> [Material]:
——————————

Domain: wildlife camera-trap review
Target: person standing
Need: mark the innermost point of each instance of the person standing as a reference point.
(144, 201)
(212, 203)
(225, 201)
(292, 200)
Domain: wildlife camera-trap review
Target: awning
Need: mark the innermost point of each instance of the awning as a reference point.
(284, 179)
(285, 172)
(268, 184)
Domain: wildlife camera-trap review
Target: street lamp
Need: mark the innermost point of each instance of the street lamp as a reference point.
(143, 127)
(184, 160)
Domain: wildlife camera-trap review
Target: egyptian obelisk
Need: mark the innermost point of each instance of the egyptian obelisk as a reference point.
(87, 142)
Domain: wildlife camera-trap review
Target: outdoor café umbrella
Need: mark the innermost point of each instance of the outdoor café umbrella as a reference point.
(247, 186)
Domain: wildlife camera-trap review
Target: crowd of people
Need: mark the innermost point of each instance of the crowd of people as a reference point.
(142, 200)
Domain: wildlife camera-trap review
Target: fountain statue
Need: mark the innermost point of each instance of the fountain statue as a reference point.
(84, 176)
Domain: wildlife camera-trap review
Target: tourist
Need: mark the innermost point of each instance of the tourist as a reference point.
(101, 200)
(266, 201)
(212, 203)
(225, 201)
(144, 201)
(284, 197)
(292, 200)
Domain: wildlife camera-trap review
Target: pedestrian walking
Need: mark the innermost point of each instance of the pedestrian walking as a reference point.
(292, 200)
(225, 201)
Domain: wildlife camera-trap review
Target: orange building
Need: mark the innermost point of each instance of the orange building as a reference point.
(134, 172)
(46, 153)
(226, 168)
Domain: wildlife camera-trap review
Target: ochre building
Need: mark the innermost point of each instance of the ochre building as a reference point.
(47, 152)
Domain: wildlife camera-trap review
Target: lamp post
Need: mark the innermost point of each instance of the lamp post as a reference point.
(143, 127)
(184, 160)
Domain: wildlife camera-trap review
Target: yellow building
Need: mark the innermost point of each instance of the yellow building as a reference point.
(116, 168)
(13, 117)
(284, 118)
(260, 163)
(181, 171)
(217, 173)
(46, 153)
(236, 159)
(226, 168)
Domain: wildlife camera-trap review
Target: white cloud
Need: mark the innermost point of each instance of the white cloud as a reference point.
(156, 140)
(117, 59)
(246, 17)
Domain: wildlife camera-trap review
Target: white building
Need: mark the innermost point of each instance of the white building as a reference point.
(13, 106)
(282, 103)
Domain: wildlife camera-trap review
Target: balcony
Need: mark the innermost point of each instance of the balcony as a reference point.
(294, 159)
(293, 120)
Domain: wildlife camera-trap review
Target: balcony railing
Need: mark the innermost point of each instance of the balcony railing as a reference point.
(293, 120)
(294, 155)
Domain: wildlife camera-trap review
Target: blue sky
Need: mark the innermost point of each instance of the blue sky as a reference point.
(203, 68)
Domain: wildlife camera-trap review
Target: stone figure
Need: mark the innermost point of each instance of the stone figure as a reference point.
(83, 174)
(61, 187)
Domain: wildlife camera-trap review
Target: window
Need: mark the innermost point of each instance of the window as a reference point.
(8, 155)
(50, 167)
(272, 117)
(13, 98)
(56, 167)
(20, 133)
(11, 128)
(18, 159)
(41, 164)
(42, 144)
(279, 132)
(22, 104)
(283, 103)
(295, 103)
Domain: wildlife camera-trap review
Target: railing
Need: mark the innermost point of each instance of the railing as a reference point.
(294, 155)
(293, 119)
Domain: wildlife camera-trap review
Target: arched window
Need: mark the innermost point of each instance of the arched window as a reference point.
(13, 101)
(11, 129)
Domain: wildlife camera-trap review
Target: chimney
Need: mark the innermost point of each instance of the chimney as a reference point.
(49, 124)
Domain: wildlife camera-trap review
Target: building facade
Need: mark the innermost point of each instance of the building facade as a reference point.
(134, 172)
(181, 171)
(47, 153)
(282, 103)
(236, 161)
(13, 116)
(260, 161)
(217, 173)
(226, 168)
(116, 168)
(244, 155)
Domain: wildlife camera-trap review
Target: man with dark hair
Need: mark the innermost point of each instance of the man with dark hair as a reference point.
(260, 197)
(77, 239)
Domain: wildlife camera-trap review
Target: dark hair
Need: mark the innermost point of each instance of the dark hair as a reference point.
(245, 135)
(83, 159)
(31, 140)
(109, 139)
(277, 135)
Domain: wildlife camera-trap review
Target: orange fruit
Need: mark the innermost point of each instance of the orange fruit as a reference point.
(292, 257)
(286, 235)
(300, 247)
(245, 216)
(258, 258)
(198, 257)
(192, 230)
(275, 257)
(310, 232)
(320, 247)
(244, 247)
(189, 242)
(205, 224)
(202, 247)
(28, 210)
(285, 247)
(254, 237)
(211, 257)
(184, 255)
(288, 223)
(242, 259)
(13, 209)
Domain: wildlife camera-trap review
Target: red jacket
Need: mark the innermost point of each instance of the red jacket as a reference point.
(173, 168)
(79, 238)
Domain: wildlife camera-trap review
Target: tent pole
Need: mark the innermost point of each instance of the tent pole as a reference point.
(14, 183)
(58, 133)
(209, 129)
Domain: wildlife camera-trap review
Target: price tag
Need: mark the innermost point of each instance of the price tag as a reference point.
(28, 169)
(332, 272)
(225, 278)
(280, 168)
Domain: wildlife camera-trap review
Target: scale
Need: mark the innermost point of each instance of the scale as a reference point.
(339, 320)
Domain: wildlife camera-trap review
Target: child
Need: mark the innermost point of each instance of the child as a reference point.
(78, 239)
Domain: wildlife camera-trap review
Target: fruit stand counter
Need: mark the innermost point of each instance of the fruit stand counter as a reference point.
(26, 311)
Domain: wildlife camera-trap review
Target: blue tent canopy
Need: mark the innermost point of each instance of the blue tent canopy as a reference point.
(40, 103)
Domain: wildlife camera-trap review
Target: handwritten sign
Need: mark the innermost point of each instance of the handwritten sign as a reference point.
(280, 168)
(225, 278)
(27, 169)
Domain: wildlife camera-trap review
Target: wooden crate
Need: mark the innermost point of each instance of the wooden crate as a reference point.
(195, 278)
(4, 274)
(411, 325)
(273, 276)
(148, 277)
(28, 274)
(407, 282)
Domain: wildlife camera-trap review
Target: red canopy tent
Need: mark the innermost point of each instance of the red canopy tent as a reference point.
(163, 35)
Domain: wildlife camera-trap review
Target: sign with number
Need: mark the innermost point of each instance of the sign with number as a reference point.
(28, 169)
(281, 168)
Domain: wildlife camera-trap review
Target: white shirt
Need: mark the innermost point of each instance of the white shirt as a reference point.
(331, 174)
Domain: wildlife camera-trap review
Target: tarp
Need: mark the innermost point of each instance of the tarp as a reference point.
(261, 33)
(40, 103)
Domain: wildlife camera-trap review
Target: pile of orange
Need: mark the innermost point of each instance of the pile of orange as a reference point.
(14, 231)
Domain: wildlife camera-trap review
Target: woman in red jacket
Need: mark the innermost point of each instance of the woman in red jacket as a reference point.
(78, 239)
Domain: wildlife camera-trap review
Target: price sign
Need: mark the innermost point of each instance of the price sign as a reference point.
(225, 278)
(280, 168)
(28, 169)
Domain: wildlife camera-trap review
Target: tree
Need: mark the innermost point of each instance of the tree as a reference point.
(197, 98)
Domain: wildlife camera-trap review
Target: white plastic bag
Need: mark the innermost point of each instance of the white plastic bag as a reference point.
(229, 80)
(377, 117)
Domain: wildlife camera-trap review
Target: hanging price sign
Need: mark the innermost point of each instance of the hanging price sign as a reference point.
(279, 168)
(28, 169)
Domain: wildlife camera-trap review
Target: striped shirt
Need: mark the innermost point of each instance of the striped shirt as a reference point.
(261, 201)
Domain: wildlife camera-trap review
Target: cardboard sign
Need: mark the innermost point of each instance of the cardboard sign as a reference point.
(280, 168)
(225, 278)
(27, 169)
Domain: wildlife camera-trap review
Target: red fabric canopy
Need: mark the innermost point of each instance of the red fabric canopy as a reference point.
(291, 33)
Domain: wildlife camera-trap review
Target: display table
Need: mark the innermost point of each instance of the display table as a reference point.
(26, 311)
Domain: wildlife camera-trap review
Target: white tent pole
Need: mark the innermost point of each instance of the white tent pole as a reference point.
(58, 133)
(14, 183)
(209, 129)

——————————

> [Work to be completed]:
How many of the lines above contain the string "white", with case taken into account? Reply with the number alone.

> [Response to the task]:
10